Aim: Copy the records again, starting at the line that contains "Tag each instance of the roof" and ending after the line that contains "<point>196,276</point>". Keep every request line as it is, but multiply each point coordinate in the answers by 1.8, rounding to the nearest whole number with halves rounded up.
>> START Supplied data
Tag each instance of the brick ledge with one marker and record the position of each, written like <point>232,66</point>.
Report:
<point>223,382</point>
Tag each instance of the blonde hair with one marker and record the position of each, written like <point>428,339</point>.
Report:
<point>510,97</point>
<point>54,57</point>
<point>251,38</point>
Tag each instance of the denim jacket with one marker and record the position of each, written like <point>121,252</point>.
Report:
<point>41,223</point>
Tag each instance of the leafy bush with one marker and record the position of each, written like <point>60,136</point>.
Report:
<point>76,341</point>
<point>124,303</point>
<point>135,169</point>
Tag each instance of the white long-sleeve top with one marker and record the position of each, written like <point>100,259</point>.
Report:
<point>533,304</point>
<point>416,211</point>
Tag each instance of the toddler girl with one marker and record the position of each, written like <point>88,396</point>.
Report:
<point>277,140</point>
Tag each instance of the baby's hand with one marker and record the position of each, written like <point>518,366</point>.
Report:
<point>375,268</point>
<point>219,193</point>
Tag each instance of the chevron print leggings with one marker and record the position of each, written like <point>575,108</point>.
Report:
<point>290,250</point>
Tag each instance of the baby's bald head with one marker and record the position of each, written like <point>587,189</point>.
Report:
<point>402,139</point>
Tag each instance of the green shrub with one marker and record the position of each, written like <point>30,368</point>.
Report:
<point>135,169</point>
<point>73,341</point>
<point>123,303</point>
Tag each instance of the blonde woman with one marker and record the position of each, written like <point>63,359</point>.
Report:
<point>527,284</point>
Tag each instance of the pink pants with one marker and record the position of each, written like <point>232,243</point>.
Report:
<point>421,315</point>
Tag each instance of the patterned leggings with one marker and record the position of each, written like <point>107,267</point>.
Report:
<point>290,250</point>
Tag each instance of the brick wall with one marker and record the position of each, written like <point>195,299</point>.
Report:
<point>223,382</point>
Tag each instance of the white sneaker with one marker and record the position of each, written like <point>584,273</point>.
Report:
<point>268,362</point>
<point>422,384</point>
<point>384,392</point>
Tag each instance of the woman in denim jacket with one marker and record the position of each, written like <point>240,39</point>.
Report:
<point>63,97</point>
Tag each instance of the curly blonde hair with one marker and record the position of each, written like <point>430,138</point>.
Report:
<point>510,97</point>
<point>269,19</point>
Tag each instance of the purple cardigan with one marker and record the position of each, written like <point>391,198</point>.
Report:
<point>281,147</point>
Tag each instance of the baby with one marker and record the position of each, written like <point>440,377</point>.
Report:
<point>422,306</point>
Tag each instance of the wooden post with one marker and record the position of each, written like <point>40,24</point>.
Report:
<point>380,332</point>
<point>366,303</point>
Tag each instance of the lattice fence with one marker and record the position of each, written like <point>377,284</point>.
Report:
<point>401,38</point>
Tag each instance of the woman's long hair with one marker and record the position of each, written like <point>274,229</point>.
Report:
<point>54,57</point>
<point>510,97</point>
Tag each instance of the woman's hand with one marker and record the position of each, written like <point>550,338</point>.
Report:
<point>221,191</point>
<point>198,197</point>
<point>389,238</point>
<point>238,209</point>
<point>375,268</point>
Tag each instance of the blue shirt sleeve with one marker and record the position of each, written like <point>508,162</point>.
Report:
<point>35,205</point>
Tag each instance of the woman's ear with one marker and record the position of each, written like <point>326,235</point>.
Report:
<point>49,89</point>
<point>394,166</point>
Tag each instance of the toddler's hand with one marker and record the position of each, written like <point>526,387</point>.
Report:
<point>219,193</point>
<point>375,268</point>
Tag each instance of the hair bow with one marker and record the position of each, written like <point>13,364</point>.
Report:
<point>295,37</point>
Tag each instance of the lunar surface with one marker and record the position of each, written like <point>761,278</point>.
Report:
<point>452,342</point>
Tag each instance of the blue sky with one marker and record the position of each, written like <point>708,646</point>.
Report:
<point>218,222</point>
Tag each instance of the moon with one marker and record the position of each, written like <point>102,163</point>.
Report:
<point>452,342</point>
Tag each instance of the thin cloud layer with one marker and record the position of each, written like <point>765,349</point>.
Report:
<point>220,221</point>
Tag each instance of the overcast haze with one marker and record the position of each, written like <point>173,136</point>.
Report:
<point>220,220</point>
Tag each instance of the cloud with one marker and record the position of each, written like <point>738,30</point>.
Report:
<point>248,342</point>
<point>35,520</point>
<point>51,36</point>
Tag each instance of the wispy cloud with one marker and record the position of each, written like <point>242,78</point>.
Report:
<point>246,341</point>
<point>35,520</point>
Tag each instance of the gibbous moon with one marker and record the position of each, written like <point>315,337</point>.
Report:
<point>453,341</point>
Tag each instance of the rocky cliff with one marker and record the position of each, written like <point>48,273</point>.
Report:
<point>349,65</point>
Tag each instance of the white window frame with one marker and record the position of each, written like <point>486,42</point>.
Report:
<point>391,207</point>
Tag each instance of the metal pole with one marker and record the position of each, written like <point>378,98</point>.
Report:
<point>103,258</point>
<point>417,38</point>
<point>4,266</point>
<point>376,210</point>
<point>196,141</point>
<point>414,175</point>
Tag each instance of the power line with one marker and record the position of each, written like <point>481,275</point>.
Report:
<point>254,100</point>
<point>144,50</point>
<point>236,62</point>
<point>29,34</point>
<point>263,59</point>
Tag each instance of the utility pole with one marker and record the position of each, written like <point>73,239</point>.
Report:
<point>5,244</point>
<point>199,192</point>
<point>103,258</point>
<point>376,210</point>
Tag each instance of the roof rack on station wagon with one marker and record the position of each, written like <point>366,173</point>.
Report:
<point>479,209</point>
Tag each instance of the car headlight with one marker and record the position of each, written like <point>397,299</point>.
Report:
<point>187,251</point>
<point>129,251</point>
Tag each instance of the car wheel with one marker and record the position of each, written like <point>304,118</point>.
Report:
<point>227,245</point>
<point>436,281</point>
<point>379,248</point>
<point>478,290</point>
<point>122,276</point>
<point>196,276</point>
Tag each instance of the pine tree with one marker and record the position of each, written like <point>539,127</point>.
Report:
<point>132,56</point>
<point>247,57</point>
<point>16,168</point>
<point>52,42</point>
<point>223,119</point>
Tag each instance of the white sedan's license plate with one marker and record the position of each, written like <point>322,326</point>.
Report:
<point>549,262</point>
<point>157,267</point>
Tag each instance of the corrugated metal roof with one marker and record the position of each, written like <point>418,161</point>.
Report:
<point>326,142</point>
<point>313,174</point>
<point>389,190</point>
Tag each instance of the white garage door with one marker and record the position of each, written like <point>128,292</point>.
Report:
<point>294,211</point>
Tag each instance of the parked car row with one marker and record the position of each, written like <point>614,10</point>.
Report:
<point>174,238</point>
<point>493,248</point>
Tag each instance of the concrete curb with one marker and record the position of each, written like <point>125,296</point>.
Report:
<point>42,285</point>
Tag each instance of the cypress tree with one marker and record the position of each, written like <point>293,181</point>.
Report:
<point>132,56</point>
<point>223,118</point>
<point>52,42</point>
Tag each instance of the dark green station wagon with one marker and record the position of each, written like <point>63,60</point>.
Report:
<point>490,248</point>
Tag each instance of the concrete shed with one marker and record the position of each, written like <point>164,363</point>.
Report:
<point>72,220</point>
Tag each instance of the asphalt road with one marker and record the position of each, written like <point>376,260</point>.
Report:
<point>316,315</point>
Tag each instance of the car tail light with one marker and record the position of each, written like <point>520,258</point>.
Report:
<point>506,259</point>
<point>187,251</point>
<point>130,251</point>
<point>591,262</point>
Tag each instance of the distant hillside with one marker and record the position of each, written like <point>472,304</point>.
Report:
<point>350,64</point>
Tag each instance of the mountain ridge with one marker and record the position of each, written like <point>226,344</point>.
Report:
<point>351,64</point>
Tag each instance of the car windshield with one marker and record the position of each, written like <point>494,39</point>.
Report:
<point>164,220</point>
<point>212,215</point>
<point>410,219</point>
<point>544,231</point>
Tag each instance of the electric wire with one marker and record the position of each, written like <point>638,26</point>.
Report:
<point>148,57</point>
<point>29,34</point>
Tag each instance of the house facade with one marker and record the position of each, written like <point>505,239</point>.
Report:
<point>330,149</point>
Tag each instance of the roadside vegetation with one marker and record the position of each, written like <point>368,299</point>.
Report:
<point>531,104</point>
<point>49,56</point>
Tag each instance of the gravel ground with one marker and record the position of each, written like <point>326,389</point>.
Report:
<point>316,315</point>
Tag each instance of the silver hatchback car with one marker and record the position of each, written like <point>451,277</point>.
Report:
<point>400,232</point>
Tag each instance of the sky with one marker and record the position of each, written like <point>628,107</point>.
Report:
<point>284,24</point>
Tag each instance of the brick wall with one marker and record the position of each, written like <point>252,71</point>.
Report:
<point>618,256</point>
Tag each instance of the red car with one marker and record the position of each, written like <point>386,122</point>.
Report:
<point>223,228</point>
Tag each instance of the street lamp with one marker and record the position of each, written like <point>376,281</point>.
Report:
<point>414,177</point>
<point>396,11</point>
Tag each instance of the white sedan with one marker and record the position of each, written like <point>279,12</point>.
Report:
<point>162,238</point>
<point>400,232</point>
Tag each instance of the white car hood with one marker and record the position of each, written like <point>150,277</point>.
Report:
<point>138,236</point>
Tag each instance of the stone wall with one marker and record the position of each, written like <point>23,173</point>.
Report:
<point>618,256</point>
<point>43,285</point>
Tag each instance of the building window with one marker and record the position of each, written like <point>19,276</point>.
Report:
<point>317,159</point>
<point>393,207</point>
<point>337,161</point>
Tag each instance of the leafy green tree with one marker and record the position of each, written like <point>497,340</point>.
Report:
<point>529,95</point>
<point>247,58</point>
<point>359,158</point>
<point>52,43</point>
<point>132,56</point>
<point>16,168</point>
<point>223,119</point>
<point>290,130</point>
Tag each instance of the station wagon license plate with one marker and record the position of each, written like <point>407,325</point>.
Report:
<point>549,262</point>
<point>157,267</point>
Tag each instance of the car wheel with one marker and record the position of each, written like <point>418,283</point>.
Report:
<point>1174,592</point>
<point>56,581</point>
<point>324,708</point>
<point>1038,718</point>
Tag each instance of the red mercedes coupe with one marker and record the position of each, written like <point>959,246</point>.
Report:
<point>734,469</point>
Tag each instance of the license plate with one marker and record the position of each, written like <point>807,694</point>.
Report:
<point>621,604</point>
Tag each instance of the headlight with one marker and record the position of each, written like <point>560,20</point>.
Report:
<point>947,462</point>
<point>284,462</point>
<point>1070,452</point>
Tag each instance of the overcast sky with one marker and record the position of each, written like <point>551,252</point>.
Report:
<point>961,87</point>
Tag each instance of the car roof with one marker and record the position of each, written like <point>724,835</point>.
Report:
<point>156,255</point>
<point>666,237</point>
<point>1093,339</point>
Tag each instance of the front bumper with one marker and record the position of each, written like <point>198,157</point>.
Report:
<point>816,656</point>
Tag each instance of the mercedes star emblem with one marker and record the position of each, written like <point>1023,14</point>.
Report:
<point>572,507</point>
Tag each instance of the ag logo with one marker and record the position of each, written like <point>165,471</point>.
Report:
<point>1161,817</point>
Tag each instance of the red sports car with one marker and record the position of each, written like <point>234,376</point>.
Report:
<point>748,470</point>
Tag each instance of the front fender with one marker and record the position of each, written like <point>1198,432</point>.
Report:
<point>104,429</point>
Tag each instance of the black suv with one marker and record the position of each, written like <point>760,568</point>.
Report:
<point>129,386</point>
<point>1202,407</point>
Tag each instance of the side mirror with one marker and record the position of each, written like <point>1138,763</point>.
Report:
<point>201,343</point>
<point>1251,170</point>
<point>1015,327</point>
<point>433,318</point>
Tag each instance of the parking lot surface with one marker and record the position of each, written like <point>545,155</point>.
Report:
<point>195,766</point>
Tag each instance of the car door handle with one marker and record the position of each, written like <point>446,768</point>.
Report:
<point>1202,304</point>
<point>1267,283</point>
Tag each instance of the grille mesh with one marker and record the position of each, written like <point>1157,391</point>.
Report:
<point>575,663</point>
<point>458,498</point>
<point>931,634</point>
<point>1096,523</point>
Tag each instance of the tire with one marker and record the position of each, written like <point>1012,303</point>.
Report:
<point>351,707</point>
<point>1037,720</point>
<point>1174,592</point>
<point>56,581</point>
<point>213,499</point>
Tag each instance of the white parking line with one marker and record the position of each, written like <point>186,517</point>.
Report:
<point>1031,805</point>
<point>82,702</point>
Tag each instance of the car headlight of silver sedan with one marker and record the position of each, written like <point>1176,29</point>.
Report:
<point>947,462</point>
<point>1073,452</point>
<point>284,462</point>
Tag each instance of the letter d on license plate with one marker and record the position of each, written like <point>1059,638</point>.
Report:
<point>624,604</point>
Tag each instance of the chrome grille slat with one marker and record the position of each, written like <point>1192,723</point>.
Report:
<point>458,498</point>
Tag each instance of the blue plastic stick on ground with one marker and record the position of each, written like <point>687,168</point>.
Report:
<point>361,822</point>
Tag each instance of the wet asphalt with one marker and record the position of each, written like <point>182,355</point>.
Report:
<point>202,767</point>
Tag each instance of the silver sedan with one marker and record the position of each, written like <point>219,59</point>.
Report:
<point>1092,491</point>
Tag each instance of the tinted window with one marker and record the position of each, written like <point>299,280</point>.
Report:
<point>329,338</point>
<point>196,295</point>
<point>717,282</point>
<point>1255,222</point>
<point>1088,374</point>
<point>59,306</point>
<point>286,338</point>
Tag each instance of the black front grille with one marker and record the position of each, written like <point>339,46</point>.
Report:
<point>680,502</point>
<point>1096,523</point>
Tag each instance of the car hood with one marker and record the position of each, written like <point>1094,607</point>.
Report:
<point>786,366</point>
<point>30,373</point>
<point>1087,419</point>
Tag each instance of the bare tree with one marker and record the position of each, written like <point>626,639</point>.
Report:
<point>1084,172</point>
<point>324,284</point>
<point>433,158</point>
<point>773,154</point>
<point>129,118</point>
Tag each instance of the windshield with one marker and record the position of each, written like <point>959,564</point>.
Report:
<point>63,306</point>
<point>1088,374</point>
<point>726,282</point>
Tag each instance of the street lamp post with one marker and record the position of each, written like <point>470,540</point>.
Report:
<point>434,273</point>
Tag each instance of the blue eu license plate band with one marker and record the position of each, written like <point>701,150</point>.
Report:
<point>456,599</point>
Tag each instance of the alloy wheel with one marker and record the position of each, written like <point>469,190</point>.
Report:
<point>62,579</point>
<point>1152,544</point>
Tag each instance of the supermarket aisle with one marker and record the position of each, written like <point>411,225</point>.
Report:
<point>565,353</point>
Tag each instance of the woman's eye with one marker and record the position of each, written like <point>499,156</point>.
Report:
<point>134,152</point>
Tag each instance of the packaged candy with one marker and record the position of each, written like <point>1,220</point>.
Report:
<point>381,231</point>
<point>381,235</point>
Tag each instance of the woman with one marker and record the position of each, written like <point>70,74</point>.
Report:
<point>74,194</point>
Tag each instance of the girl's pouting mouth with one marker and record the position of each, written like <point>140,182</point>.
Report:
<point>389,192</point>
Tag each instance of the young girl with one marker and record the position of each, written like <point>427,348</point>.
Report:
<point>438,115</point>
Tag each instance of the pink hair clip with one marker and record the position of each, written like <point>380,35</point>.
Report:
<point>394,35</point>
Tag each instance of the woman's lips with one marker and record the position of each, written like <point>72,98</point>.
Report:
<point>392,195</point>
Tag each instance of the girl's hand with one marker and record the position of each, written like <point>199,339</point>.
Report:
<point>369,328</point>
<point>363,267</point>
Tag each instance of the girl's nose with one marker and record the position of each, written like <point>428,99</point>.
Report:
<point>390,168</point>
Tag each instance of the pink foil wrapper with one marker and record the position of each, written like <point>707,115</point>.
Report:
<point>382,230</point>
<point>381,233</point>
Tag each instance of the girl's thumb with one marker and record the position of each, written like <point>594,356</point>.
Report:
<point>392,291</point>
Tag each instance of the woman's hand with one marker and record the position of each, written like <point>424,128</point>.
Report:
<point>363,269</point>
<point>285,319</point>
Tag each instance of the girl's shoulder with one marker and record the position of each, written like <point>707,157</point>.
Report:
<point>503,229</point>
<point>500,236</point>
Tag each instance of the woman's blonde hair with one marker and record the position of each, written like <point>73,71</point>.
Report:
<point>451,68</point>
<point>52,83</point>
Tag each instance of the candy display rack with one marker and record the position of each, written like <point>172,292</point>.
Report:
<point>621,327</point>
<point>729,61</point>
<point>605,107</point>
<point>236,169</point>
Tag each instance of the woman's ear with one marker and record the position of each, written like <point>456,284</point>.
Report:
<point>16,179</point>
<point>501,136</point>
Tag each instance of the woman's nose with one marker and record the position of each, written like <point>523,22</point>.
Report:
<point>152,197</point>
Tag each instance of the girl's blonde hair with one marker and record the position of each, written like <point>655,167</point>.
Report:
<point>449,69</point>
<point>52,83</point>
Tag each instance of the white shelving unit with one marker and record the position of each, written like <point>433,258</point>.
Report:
>> END Supplied data
Complete output:
Tag each instance of the roof rack on station wagon with one marker and record the position of each, written like <point>366,173</point>.
Report:
<point>862,376</point>
Tag each instance of the car headlight with one marker and record the position of each, written like <point>397,299</point>.
Report:
<point>337,452</point>
<point>232,452</point>
Tag each instance of the car wheel with one marker and record the position of each, written like <point>304,118</point>.
Report:
<point>409,441</point>
<point>785,506</point>
<point>682,446</point>
<point>860,522</point>
<point>220,497</point>
<point>353,497</point>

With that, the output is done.